** start Page excerpt **

Ugandan soldiers and policemen guard a burnt police station and vehicles in a suburb of Kampala. Photo: REUTERS/James Akena

Over the weekend, I paid attention to news of rioting in Uganda, a country I visited on a field trip almost three years ago. The violence was set off by rising tensions between one of Uganda’s traditional kings and the elected government. Supporters of the king took to the streets in protest of what they believed was Ugandan government interference in their culture and heritage.

At least 21 people were killed and 86 injured. Almost 700 people have been arrested. Dozens of buildings and stores were torched and looted. Cars were overturned and burned.

According to reports, Monday seemed calm on the streets of Kampala —Uganda’s capital — but choked with debris from the recent mayhem.

We all know that the blaze of violence, fueled by hatred or misunderstanding, can consume villages, cities and even entire countries before anyone can think of a way to put it out. Unfortunately such violence seems to occur disproportionately in Africa.

So once the fire has died out and survivors stand looking at the ashes, what happens next?

** end Page excerpt **

> Exercise task 1
In the Uganda riots excerpt, what set off the violence?
> Exercise task 2
List each figure the Uganda riots excerpt gives for people killed, injured, or arrested.
> Exercise task 3
Write the next part of the Uganda riots excerpt, picking up after its final sentence.

** start Stored data **

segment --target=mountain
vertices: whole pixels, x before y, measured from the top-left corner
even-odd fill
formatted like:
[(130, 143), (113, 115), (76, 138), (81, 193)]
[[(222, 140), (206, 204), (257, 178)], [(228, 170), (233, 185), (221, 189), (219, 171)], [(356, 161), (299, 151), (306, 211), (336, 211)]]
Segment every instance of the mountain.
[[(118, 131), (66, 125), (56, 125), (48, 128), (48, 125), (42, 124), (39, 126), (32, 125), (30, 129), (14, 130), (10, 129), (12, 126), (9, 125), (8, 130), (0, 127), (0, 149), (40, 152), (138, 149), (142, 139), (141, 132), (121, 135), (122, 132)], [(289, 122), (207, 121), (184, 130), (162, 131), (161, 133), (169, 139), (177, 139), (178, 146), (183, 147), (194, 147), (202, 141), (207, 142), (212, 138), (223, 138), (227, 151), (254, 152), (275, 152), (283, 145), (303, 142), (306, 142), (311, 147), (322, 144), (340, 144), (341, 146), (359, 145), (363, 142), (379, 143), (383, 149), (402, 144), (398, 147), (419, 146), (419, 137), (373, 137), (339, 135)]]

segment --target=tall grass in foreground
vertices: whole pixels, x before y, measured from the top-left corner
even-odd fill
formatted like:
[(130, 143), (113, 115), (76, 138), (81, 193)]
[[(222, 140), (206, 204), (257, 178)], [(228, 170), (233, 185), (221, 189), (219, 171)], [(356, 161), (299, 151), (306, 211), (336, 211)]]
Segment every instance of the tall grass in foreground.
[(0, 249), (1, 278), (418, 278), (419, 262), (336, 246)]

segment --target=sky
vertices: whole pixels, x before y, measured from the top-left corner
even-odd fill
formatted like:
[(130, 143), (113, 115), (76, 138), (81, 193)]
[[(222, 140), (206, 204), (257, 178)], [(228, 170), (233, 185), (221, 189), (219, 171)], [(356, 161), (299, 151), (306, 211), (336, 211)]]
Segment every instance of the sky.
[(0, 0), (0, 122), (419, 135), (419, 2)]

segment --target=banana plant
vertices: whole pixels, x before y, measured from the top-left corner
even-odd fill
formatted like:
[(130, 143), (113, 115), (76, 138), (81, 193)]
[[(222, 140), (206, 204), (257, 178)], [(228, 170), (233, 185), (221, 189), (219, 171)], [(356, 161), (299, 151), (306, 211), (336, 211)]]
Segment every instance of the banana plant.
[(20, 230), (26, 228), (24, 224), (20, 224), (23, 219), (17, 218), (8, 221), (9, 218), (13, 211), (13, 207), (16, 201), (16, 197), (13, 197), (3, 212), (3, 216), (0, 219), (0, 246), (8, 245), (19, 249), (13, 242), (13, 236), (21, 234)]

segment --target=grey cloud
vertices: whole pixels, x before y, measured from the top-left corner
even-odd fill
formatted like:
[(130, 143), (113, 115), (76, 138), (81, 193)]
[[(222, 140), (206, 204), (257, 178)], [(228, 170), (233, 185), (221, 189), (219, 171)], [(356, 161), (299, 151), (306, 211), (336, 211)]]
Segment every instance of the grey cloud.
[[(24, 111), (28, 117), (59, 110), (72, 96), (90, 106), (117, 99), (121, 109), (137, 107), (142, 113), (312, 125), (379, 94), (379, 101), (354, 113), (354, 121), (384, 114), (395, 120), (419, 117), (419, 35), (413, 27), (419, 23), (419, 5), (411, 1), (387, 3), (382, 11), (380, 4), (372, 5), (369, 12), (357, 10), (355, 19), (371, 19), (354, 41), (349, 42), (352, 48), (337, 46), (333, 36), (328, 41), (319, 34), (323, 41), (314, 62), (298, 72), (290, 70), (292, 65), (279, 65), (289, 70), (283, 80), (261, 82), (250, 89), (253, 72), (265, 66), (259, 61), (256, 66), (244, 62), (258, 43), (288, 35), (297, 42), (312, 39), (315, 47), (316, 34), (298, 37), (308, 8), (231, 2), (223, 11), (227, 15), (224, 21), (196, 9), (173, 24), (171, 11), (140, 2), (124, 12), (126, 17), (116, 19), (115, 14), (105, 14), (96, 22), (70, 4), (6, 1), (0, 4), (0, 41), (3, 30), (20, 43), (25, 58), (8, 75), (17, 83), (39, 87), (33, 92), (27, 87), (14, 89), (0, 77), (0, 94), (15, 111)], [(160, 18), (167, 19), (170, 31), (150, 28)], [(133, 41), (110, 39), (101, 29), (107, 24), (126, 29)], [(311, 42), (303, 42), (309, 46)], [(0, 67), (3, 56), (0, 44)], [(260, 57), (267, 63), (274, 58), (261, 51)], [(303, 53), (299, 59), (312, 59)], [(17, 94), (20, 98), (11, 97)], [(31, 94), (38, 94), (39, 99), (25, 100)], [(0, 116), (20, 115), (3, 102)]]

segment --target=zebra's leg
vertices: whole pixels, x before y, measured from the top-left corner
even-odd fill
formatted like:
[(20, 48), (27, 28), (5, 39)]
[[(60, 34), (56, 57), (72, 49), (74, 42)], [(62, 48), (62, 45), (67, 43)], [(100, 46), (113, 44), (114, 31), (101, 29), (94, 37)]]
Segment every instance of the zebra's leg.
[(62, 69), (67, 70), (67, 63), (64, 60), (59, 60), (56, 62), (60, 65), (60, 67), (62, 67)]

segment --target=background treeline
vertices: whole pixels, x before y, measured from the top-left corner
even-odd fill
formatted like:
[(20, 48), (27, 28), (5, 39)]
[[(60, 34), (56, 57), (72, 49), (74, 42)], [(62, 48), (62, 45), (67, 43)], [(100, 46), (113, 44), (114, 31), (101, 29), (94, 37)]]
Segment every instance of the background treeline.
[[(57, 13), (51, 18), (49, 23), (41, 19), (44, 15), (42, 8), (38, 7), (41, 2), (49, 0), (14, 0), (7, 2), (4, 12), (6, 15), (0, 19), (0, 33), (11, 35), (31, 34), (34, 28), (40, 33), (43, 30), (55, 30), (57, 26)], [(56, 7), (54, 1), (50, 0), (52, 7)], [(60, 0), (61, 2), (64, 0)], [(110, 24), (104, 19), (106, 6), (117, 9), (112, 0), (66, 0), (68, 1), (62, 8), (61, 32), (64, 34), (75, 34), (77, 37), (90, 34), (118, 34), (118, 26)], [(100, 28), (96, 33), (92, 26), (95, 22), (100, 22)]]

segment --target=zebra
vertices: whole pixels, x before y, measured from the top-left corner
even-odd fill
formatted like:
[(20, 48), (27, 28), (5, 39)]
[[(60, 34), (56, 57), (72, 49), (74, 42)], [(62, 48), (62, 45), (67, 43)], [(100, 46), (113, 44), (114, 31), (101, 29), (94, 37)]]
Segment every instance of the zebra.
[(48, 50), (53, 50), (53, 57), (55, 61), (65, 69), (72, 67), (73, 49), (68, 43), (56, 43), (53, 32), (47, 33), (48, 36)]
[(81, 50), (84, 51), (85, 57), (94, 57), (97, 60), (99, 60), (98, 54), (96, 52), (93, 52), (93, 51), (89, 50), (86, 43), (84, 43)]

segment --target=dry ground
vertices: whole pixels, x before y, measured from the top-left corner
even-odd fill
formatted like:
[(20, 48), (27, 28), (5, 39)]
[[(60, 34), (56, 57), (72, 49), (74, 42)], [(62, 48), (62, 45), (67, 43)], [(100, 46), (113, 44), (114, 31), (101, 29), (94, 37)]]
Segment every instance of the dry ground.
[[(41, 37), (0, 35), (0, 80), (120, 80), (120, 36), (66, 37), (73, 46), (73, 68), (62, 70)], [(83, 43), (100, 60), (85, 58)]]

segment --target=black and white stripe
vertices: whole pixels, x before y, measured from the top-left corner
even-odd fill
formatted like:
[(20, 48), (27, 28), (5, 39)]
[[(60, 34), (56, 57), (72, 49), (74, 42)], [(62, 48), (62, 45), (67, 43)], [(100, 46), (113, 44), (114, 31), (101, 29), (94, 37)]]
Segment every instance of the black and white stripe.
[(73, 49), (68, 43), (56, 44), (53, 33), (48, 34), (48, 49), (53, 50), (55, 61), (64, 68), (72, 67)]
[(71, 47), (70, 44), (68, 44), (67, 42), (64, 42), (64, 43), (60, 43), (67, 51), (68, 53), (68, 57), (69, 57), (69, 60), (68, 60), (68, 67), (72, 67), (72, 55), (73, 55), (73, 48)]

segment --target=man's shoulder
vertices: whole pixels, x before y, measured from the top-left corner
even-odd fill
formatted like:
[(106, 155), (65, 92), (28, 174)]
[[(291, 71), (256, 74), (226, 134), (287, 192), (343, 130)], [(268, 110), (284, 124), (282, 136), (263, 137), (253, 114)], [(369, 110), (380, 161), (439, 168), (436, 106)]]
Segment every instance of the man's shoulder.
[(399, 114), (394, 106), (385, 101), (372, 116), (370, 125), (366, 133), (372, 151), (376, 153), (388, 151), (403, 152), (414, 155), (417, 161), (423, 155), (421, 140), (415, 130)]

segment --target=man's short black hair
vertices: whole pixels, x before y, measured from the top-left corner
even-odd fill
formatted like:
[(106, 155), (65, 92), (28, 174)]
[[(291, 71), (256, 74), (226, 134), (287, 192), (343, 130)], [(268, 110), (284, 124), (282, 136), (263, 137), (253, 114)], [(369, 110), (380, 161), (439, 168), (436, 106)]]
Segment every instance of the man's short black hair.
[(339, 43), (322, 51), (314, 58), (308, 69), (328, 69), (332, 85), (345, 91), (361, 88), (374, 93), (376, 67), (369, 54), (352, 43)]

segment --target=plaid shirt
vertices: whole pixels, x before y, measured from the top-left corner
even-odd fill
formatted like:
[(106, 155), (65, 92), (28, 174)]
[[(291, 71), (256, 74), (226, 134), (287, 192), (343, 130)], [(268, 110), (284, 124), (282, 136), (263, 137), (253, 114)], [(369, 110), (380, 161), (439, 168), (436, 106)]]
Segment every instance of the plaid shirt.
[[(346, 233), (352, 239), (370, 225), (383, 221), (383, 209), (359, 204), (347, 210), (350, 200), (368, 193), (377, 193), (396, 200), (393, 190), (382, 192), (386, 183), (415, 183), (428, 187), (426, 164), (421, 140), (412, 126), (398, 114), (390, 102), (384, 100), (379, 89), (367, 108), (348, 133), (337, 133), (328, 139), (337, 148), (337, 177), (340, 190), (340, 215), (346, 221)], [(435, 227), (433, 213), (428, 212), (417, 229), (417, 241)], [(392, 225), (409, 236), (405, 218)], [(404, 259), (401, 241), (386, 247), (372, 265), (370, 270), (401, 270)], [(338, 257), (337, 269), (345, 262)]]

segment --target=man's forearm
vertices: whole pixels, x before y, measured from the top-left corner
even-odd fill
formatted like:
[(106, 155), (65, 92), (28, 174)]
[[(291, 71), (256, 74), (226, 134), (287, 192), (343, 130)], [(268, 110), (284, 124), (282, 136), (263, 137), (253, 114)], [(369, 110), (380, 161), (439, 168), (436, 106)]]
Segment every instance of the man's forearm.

** end Stored data **

> Right answer 1
Rising tensions between one of Uganda's traditional kings and the elected government set off the violence.

> Right answer 2
- At least 21 killed
- 86 injured
- Almost 700 arrested

> Right answer 3
Is the first impulse revenge for what they’ve had taken from them? I think that, if I was to put myself in their place in those dark moments, I would have a hard time thinking about anything other than that.

Or, in a place where violence is so spontaneous and widespread — where the fate of nations is often decided by long-running blood feuds between a few individuals — does the fatigue of endless bloodshed give way to a desire for rest, for peace?

It’s hard to imagine reconciliation and even forgiveness rising from death and destruction. But that's exactly what's happening a couple hundred miles north of Kampala, in a place that was governed by displacement, killing and fear for more than two decades.


Cecilia Lamunu, widowed by Uganda's long-running civil war, holds a gas lamp against the darkness inside her tiny hut in Pader District. Photo: Thatcher Cook for Mercy Corps

Taking lessons from similar challenges around the world — from conflict-torn places like Guatemala, Kosovo, Liberia and Iraq — Mercy Corps is leading the Pader Peace Program, an approach that is restoring peace and security in Pader District, a place where up to 80 percent of the population were driven from their homes. This program uses “peace committees” composed of ordinary citizens to help resolve disputes before they escalate. Before property or lives are lost.

Over the last several months, the Pader Peace Program has already helped resolve 152 land disputes, 97 cases of domestic violence and 23 border disputes between neighboring counties. It’s bringing villagers, local leaders and government officials together for dialogue in a place where civil war interrupted any kind of governance for a generation.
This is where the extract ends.